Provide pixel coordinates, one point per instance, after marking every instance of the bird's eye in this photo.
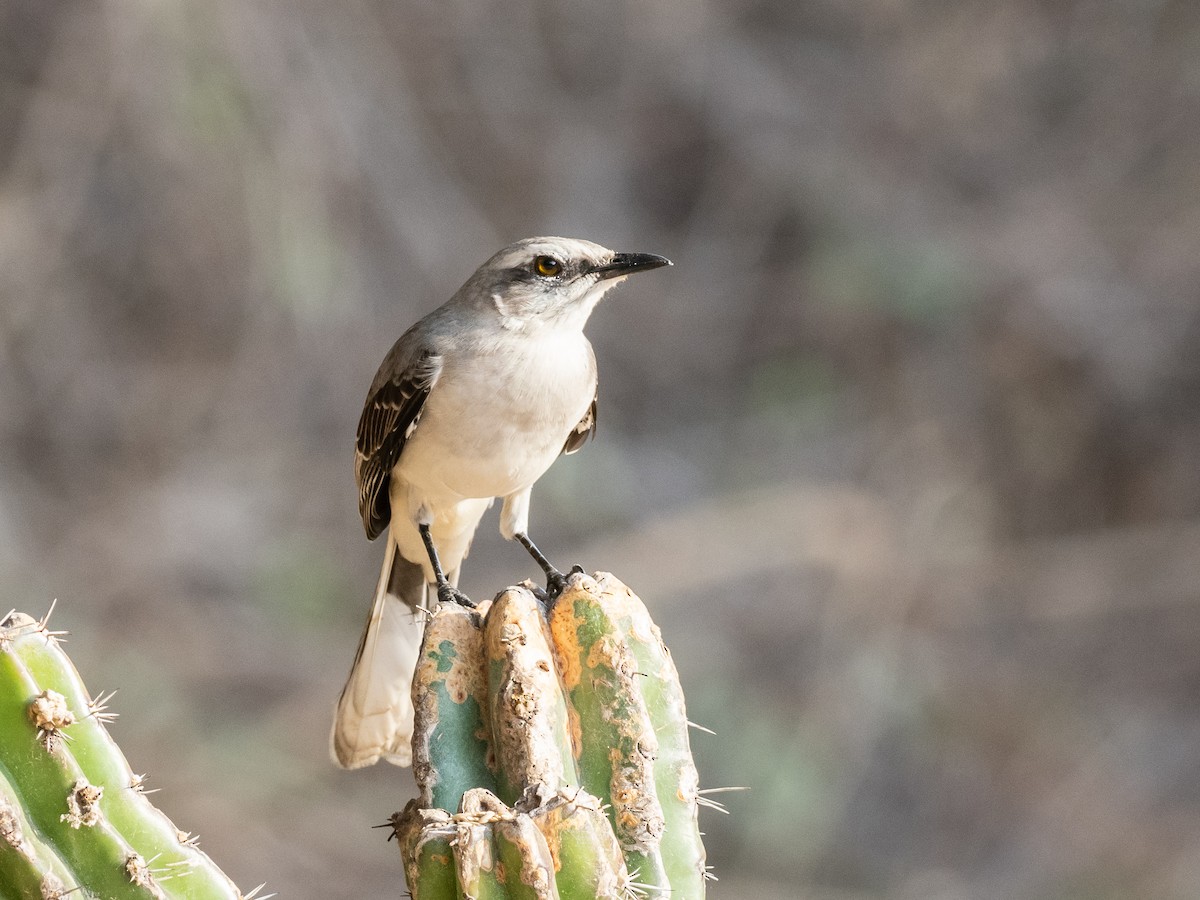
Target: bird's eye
(547, 267)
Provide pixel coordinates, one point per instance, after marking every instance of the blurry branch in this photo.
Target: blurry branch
(857, 539)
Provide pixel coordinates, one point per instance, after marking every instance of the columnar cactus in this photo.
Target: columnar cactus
(73, 817)
(551, 753)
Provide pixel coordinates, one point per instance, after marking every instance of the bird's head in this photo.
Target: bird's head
(553, 281)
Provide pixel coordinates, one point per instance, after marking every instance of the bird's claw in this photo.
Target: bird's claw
(450, 594)
(556, 582)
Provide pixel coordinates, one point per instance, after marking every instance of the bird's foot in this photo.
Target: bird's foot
(556, 582)
(450, 594)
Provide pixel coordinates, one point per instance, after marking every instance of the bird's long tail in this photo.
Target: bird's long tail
(375, 714)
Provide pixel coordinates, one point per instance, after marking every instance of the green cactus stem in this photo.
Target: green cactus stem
(588, 741)
(528, 711)
(82, 817)
(451, 741)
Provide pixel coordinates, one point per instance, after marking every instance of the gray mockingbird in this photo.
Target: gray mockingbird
(473, 402)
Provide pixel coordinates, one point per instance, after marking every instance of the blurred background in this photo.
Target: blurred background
(903, 454)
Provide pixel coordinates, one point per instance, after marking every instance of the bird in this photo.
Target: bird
(474, 402)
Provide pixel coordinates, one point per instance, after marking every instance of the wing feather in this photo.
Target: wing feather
(585, 430)
(389, 417)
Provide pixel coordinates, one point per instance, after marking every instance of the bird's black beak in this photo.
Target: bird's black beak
(629, 263)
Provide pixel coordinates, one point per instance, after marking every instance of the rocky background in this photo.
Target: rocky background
(904, 453)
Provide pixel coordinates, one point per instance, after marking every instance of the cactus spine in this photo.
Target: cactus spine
(73, 819)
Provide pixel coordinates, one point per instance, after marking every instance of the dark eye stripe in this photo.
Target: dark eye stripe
(547, 267)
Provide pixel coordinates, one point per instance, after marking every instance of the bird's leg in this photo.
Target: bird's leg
(556, 582)
(447, 592)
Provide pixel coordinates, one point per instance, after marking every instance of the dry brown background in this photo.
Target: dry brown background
(903, 453)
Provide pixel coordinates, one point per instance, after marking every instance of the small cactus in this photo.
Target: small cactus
(73, 817)
(551, 754)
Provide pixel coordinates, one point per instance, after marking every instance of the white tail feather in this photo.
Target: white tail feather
(373, 719)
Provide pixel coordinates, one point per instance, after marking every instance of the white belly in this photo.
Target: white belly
(491, 427)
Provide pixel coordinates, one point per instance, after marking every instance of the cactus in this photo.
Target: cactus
(73, 817)
(552, 754)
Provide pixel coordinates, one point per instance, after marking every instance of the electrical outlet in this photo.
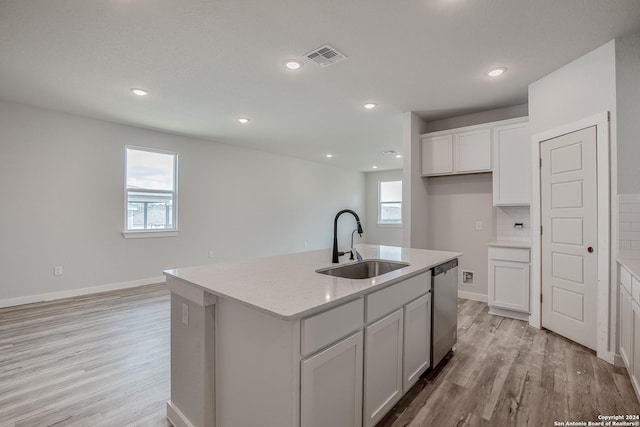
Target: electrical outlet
(185, 313)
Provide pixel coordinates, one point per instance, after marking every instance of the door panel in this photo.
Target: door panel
(569, 240)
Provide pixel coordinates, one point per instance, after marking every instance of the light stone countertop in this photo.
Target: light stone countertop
(632, 264)
(511, 244)
(288, 286)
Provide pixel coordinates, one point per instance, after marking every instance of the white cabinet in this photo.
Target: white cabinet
(331, 385)
(382, 366)
(465, 150)
(437, 155)
(509, 282)
(417, 340)
(511, 165)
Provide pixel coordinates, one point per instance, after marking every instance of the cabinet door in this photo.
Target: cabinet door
(626, 329)
(382, 367)
(417, 339)
(437, 155)
(635, 345)
(509, 285)
(511, 165)
(331, 386)
(472, 151)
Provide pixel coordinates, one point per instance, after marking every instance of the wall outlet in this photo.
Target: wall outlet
(467, 277)
(185, 313)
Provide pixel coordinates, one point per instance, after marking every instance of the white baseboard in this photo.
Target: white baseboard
(30, 299)
(472, 296)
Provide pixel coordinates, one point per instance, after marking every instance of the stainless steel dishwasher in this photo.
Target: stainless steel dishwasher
(444, 311)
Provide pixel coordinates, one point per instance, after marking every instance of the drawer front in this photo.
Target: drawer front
(625, 278)
(395, 296)
(322, 329)
(509, 254)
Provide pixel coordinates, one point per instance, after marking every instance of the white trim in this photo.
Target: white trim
(473, 296)
(601, 121)
(10, 302)
(144, 234)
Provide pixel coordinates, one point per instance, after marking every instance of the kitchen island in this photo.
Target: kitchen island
(271, 342)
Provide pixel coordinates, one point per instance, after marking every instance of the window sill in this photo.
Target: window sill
(149, 234)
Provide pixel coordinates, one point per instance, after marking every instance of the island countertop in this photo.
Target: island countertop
(289, 287)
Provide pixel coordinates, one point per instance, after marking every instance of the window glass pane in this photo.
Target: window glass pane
(391, 191)
(391, 213)
(150, 170)
(149, 211)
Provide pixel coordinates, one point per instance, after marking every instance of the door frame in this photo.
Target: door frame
(603, 186)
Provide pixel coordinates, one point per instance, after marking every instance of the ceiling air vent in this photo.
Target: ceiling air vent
(325, 56)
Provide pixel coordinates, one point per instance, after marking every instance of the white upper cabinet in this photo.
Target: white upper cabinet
(512, 165)
(457, 151)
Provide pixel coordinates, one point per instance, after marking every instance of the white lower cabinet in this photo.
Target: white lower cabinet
(417, 340)
(509, 282)
(383, 366)
(331, 385)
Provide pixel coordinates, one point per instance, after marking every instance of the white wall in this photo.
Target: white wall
(455, 204)
(375, 233)
(63, 204)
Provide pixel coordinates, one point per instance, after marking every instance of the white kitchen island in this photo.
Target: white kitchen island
(271, 342)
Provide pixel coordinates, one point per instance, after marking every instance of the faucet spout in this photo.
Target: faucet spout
(335, 254)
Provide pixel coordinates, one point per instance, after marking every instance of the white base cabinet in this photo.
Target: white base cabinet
(509, 282)
(343, 367)
(331, 388)
(383, 367)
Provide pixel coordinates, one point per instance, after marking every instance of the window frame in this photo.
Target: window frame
(380, 203)
(144, 233)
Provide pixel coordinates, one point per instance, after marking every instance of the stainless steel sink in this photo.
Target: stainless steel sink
(363, 269)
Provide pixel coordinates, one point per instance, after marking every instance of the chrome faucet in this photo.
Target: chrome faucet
(336, 254)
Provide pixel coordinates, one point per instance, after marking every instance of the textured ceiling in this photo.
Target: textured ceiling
(207, 63)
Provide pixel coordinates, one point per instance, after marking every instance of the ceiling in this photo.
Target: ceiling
(208, 63)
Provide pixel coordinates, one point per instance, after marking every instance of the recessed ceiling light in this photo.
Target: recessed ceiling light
(139, 92)
(496, 72)
(293, 64)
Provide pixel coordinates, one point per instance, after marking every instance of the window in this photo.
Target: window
(150, 190)
(390, 206)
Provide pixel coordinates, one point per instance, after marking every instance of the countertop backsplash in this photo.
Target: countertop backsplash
(506, 219)
(629, 226)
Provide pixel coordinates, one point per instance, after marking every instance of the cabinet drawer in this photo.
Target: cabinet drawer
(625, 278)
(324, 328)
(395, 296)
(509, 254)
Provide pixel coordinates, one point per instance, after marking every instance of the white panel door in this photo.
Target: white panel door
(417, 340)
(382, 367)
(570, 235)
(331, 386)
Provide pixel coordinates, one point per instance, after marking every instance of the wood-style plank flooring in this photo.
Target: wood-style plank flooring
(103, 360)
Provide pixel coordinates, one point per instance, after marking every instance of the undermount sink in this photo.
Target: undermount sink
(363, 269)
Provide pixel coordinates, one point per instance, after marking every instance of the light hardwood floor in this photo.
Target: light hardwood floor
(103, 360)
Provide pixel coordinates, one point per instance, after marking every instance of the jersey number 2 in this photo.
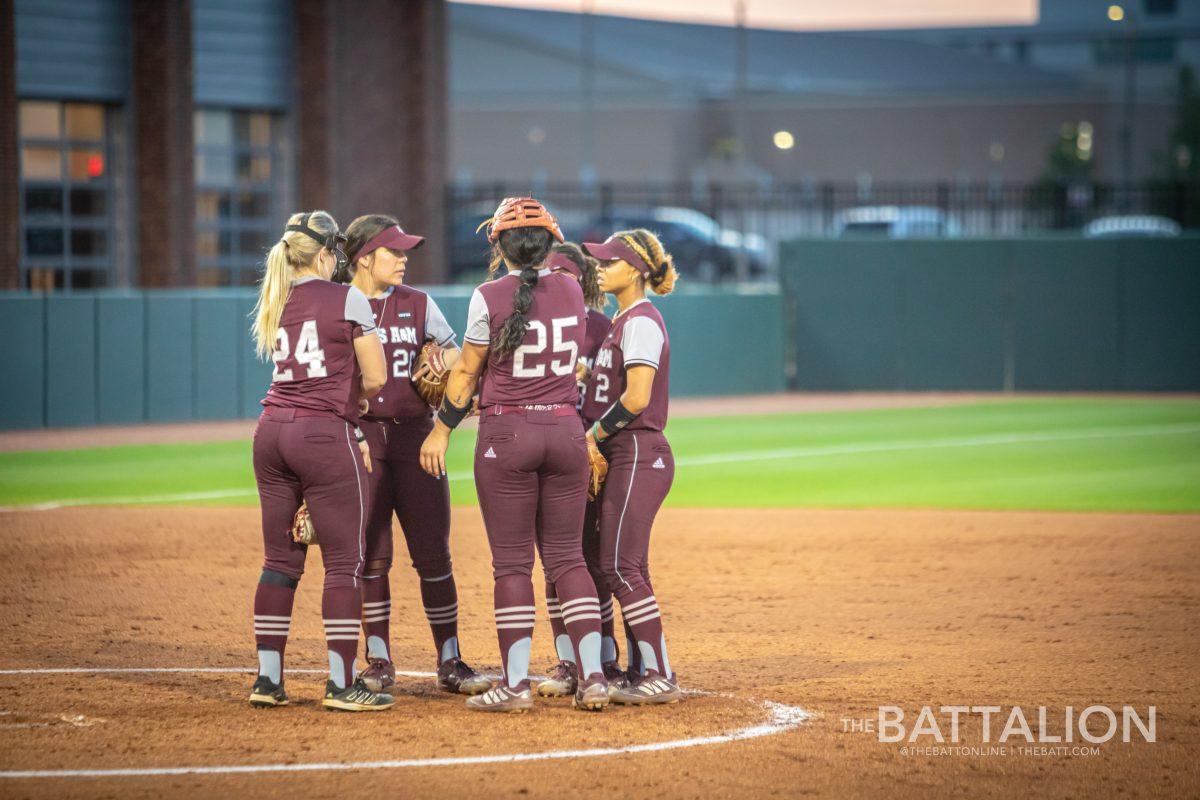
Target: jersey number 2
(309, 353)
(564, 367)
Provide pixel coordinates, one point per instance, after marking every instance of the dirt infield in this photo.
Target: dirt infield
(838, 612)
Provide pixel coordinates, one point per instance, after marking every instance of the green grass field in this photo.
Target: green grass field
(1077, 455)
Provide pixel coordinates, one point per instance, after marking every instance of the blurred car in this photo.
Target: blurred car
(894, 222)
(700, 245)
(1131, 224)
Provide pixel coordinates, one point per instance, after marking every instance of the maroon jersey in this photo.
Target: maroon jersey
(541, 371)
(598, 329)
(407, 318)
(315, 362)
(637, 337)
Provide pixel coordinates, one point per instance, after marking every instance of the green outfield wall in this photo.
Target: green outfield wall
(1027, 314)
(169, 356)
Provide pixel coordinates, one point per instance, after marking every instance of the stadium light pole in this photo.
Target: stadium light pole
(1128, 18)
(741, 126)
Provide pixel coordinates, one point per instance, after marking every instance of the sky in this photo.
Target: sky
(803, 14)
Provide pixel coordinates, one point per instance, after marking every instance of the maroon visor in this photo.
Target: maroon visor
(393, 239)
(559, 262)
(616, 248)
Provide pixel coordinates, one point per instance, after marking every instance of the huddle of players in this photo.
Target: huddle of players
(345, 432)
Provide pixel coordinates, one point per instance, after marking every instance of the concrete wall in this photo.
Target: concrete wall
(1031, 314)
(169, 356)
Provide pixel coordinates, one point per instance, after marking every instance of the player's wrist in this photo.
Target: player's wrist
(451, 415)
(615, 420)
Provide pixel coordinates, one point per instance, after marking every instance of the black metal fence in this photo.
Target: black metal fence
(731, 232)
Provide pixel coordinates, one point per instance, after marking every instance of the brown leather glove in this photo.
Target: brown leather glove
(301, 527)
(431, 373)
(599, 469)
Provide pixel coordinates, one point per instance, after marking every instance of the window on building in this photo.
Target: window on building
(66, 214)
(1159, 7)
(239, 200)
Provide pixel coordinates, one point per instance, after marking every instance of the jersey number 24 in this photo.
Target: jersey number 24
(309, 353)
(570, 349)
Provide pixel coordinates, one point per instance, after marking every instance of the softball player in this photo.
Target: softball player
(628, 395)
(328, 359)
(531, 457)
(562, 680)
(395, 426)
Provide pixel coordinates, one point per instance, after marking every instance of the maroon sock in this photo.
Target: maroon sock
(643, 625)
(514, 627)
(439, 595)
(377, 614)
(342, 609)
(273, 621)
(633, 657)
(563, 647)
(581, 617)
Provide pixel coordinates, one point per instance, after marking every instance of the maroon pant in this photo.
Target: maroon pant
(311, 458)
(641, 469)
(315, 458)
(531, 474)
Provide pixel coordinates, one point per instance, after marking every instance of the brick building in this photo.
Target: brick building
(161, 143)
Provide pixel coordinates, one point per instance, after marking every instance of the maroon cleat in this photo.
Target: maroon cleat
(561, 681)
(591, 696)
(455, 677)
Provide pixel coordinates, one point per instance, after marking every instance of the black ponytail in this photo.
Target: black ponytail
(589, 272)
(360, 232)
(526, 248)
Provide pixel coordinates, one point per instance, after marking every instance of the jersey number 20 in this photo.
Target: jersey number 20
(309, 353)
(564, 367)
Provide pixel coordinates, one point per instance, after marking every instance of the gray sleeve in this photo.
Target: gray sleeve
(358, 310)
(478, 323)
(436, 325)
(641, 342)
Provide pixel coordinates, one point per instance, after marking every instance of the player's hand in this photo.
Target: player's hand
(433, 451)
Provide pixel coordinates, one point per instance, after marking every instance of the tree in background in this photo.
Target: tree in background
(1069, 160)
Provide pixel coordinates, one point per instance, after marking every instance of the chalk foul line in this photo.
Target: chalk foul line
(816, 451)
(780, 719)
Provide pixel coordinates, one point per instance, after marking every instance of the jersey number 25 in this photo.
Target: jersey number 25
(570, 349)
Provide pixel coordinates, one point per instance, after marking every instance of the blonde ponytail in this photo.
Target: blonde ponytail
(293, 252)
(663, 274)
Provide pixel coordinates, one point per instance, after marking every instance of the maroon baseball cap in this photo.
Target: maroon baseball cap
(561, 262)
(613, 248)
(391, 238)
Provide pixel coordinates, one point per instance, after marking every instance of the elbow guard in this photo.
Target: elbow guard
(450, 414)
(616, 419)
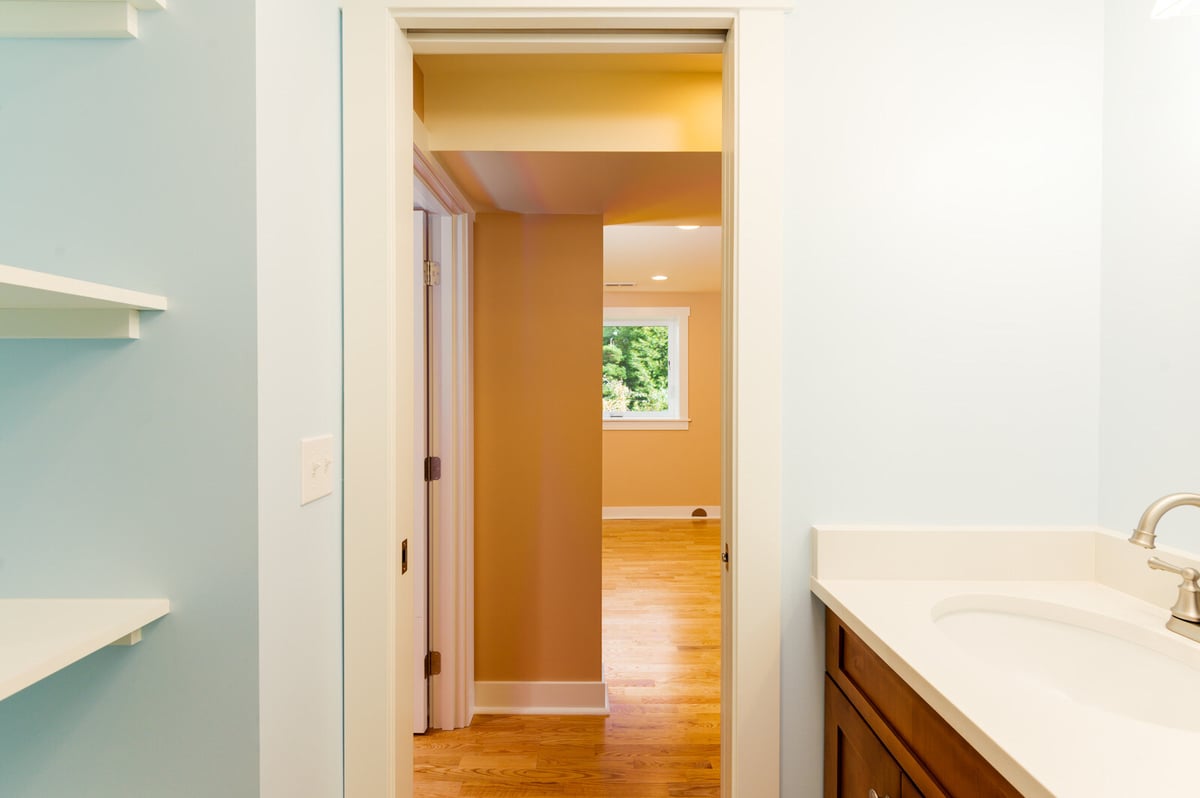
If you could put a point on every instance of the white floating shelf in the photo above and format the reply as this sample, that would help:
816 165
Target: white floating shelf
41 636
37 305
72 18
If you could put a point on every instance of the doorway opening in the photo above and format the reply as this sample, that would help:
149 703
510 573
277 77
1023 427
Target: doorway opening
379 367
553 225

※ ※ ※

#### [What needs to be done]
In the records above, how many lines contain the string "help"? Only that number should be written.

#### [Answer section]
2